Stored items
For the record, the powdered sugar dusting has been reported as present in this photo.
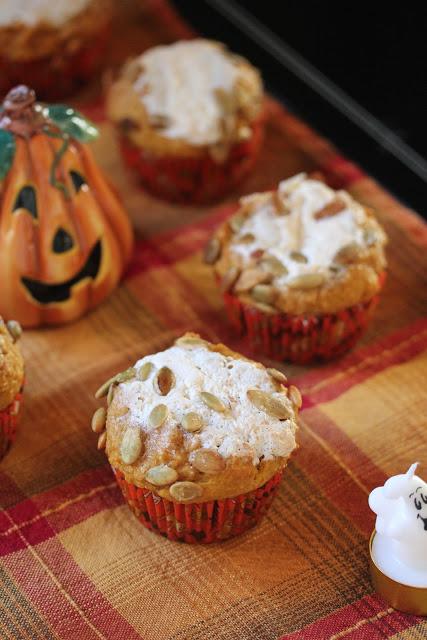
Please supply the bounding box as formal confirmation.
[115,342,297,465]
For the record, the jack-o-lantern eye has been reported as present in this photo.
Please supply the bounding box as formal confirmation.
[13,185,37,218]
[70,170,87,194]
[52,228,74,254]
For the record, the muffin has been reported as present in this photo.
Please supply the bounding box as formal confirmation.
[107,39,265,204]
[0,0,113,99]
[92,333,300,543]
[205,173,387,363]
[0,318,24,459]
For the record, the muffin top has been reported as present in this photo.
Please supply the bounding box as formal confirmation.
[208,173,387,315]
[0,0,92,27]
[97,334,299,502]
[107,39,263,156]
[0,318,24,411]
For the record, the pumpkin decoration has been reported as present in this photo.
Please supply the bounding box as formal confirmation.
[0,85,133,328]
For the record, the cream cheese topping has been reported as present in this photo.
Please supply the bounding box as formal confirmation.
[231,173,369,282]
[132,40,240,146]
[0,0,91,27]
[115,341,297,465]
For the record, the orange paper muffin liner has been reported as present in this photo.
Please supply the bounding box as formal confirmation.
[119,120,264,204]
[0,386,23,460]
[0,21,111,100]
[113,467,283,543]
[222,273,386,364]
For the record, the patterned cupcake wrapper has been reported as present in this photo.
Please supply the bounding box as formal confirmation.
[0,21,111,100]
[0,386,23,460]
[113,467,283,544]
[222,273,386,364]
[119,120,264,205]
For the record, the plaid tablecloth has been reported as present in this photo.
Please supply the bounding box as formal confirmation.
[1,2,426,639]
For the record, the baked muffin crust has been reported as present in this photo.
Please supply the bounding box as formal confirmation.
[96,334,299,503]
[107,39,264,160]
[0,318,24,410]
[208,173,387,315]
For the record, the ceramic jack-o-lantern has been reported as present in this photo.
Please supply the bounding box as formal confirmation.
[0,85,133,328]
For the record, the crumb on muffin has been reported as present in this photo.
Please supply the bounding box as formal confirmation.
[0,318,24,410]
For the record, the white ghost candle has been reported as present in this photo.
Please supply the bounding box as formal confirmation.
[368,463,427,615]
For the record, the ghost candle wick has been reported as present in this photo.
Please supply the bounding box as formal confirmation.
[368,463,427,615]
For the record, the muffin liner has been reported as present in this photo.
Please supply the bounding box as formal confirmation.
[113,467,283,543]
[222,273,386,364]
[0,21,111,100]
[119,120,264,204]
[0,386,23,460]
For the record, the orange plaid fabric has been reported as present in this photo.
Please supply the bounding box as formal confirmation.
[0,2,426,638]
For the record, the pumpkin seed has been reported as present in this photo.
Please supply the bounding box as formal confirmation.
[314,197,346,219]
[169,481,203,502]
[175,335,207,348]
[116,368,136,384]
[251,301,277,314]
[95,376,116,399]
[334,243,361,264]
[235,268,271,293]
[120,428,143,464]
[247,389,292,419]
[200,391,226,412]
[193,449,225,474]
[6,320,22,342]
[181,412,203,433]
[154,366,175,396]
[229,213,246,233]
[287,273,326,289]
[238,232,256,244]
[220,266,240,293]
[91,407,106,434]
[146,464,178,486]
[204,237,221,264]
[272,190,290,215]
[148,404,168,429]
[364,229,377,246]
[260,255,288,277]
[267,368,287,384]
[251,284,276,305]
[288,385,302,409]
[116,406,129,417]
[138,361,154,381]
[290,251,308,263]
[97,431,107,451]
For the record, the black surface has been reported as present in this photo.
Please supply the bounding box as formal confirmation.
[171,1,427,216]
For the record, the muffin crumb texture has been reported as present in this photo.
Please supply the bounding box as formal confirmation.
[0,318,24,410]
[98,334,299,502]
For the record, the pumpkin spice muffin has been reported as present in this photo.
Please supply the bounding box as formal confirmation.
[107,39,265,204]
[205,173,387,363]
[92,333,300,543]
[0,0,113,99]
[0,318,24,460]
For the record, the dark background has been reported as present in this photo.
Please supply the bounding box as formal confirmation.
[172,1,427,214]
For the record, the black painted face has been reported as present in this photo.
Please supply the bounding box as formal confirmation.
[411,486,427,531]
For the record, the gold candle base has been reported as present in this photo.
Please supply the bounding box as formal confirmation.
[369,531,427,616]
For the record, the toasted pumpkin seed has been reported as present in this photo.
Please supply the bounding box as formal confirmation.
[334,243,361,264]
[91,407,106,434]
[116,406,129,417]
[146,464,178,486]
[97,431,107,450]
[107,384,115,407]
[176,335,207,348]
[287,273,326,289]
[251,284,276,305]
[313,198,346,219]
[235,267,271,293]
[220,266,240,293]
[95,377,116,399]
[238,232,256,244]
[182,412,203,433]
[120,429,143,464]
[267,368,287,384]
[204,237,221,264]
[272,190,290,215]
[148,404,168,429]
[288,385,302,409]
[116,368,136,384]
[138,362,154,381]
[6,320,22,342]
[229,213,246,233]
[193,449,225,474]
[260,255,288,277]
[290,251,308,263]
[154,366,175,396]
[200,391,226,412]
[169,481,203,502]
[247,389,291,419]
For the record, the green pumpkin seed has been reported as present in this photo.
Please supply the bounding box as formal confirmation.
[148,404,168,429]
[200,392,226,412]
[6,320,22,342]
[181,412,203,433]
[120,428,143,464]
[153,366,175,396]
[91,407,106,434]
[169,481,203,502]
[138,362,154,381]
[247,389,291,419]
[145,465,178,486]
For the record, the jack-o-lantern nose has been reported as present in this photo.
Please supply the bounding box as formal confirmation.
[52,228,74,254]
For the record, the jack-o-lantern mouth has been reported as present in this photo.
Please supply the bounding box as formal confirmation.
[21,241,102,304]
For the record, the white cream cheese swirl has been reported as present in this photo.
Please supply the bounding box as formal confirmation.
[0,0,91,27]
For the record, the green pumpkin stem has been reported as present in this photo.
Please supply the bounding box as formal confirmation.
[49,136,70,198]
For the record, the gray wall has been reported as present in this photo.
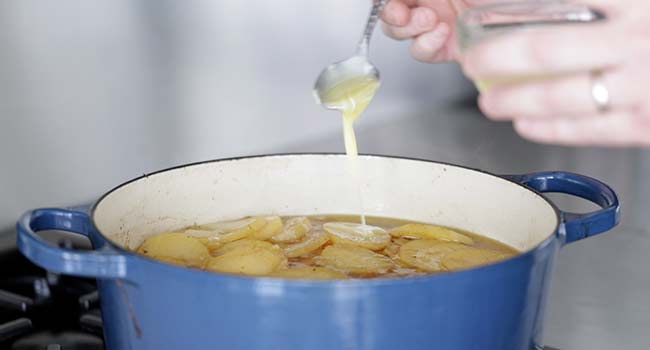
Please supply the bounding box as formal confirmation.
[0,0,472,231]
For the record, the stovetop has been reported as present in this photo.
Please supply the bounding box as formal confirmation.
[1,105,648,349]
[0,234,105,350]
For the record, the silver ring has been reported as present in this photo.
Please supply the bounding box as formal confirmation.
[590,70,610,113]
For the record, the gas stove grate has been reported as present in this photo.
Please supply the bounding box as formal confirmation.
[0,236,105,350]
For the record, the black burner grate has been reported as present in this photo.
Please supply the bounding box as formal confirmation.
[0,235,105,350]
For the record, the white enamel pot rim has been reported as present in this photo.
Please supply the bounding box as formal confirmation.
[87,153,579,286]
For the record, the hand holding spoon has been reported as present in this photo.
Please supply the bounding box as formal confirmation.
[313,0,389,110]
[312,1,389,227]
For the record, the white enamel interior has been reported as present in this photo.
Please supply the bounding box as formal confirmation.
[93,155,559,252]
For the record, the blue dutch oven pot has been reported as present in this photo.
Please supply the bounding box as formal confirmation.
[16,155,619,350]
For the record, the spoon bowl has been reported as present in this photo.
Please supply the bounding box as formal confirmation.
[313,55,380,110]
[313,0,388,110]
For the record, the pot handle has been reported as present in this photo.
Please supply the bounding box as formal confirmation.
[16,208,130,279]
[505,171,620,244]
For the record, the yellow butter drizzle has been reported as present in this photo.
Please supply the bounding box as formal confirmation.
[319,76,380,225]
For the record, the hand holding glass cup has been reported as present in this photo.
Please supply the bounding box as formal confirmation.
[382,0,650,146]
[457,1,606,92]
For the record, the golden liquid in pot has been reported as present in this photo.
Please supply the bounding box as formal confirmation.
[135,215,519,279]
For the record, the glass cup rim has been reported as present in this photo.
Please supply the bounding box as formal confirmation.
[456,0,606,51]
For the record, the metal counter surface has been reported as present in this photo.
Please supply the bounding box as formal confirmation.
[1,100,646,349]
[280,102,650,350]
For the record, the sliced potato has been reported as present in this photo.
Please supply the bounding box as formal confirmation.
[290,255,319,267]
[283,230,330,258]
[153,256,191,267]
[384,267,426,278]
[187,217,267,249]
[390,224,474,245]
[137,232,209,268]
[137,215,520,279]
[382,242,400,259]
[206,239,285,276]
[252,216,284,240]
[182,230,223,251]
[393,237,410,246]
[381,238,410,261]
[197,216,266,233]
[382,243,412,269]
[271,217,312,243]
[269,266,348,280]
[442,249,513,271]
[212,238,280,255]
[324,222,390,250]
[399,240,467,272]
[315,245,393,275]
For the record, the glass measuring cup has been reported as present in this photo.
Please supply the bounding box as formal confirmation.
[456,1,606,92]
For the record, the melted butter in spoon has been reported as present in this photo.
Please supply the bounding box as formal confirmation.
[319,76,380,157]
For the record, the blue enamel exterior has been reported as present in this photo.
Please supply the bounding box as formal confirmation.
[505,172,620,243]
[16,165,620,350]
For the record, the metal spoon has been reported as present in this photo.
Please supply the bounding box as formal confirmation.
[313,0,389,109]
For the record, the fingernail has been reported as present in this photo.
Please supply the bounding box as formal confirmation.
[420,23,449,50]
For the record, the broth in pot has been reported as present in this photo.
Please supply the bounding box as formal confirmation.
[135,215,518,279]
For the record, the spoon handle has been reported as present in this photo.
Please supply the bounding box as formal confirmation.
[357,0,389,56]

BRIEF:
Give back exactly the lines above starting at the line where "For the record, the cream" appears and ending at the line where "For the record, the orange paper" appears, both included, with no other lines.

EXERCISE OUTPUT:
For the record, the cream cheese topping has been reported as present in this photo.
Please supply the bounding box as formal confirmation.
[231,173,369,282]
[132,40,240,146]
[0,0,91,27]
[115,341,297,465]
For the record, the orange paper muffin liner has been reported as present in this photo.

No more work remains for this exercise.